Do this
Locate every line in the data below that contains the string "trace" and copy those lines. Treat uppercase and lowercase as different.
........
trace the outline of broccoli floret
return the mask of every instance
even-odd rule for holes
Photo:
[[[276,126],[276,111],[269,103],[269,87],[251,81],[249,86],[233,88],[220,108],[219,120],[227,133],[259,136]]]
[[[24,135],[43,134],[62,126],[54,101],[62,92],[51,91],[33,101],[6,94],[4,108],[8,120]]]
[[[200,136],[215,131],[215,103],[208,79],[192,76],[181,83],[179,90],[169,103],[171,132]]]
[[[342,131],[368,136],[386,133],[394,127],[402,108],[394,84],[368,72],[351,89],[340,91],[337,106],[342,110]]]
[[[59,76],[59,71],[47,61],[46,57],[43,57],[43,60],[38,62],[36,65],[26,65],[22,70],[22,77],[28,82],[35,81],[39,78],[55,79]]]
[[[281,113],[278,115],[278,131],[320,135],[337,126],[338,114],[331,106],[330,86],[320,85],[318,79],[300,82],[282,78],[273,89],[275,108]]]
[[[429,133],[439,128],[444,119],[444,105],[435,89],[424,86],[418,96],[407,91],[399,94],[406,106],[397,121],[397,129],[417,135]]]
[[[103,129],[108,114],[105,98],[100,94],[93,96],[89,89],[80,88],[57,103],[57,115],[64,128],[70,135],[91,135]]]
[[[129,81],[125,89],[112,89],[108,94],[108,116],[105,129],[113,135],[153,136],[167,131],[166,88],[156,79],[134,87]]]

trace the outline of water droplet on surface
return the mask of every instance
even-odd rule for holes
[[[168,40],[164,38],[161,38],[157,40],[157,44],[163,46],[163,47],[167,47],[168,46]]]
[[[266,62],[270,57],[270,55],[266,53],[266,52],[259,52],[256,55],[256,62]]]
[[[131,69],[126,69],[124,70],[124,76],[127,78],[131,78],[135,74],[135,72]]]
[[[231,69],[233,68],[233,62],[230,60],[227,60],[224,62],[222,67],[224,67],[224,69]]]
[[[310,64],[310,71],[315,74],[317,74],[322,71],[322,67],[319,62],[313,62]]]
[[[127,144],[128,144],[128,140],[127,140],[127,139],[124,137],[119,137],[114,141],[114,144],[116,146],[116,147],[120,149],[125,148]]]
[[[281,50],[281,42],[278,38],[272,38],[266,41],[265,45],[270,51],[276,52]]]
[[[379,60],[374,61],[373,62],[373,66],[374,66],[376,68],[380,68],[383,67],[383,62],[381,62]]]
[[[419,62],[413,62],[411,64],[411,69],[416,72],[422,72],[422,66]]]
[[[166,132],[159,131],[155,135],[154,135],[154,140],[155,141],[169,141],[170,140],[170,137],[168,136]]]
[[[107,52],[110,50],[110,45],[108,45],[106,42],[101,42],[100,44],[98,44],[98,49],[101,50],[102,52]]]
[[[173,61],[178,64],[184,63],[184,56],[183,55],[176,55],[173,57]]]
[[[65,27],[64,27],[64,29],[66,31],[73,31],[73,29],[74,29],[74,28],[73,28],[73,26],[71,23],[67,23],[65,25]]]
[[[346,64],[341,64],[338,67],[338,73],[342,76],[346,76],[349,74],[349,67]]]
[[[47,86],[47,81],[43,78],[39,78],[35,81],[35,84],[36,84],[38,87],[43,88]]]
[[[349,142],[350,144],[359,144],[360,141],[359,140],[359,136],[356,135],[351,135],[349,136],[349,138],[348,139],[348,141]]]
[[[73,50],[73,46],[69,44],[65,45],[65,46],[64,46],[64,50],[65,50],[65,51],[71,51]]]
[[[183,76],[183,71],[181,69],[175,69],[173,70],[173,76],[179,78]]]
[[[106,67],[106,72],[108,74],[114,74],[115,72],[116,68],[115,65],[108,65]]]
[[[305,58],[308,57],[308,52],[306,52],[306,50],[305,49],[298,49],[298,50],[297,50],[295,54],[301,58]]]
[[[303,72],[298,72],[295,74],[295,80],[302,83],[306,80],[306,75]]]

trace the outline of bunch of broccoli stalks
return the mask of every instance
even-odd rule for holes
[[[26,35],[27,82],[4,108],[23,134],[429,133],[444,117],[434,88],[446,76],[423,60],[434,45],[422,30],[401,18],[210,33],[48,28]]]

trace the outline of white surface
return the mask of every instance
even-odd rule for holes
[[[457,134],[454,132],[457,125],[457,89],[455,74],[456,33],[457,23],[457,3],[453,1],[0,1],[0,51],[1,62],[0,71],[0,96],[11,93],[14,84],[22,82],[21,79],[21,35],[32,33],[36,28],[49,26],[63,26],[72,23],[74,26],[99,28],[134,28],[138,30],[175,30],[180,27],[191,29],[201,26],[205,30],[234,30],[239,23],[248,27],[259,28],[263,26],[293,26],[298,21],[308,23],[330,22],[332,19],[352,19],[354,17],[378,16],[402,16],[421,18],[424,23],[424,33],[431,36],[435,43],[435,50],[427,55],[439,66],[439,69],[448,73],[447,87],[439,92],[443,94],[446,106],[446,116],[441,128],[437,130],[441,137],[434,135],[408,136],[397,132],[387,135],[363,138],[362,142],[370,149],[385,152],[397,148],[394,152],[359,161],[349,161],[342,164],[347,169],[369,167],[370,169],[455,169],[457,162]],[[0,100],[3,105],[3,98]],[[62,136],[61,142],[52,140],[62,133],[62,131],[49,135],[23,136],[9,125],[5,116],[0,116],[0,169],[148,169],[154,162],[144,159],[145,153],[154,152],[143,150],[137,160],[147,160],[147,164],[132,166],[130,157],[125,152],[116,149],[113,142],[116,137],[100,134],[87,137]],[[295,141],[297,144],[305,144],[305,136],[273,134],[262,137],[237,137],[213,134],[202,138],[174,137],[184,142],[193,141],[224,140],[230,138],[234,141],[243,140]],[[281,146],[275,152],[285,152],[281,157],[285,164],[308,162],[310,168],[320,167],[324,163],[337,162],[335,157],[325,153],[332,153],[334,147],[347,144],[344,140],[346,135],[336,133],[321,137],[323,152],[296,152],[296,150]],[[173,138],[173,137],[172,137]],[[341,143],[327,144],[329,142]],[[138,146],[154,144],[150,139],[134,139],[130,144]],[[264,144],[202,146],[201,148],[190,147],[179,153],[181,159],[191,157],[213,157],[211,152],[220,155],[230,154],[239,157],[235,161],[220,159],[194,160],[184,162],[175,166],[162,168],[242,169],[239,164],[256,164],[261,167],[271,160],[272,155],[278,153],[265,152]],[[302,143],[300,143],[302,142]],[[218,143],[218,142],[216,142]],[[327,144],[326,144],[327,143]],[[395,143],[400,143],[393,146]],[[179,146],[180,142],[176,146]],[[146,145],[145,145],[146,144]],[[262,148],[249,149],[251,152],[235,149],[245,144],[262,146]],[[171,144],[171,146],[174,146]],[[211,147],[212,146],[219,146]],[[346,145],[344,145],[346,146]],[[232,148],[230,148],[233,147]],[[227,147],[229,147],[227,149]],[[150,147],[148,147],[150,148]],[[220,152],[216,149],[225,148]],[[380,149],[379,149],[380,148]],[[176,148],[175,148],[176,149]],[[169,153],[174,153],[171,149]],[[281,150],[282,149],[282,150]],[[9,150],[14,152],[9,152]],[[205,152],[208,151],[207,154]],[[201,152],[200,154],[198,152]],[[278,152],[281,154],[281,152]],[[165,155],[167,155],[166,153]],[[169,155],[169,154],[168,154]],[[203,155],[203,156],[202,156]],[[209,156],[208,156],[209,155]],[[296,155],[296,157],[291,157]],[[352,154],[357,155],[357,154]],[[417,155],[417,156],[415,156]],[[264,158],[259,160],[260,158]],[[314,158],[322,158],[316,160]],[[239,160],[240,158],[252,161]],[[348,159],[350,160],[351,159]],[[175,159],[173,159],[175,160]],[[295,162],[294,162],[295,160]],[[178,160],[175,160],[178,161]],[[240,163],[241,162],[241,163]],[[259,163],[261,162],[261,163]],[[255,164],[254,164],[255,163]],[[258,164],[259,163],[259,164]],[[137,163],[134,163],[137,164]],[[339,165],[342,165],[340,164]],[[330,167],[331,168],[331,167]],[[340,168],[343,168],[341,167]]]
........
Problem solution
trace the outline of broccoli floret
trace the outline of water droplet on surface
trace the outline of bunch of broccoli stalks
trace the outline of white surface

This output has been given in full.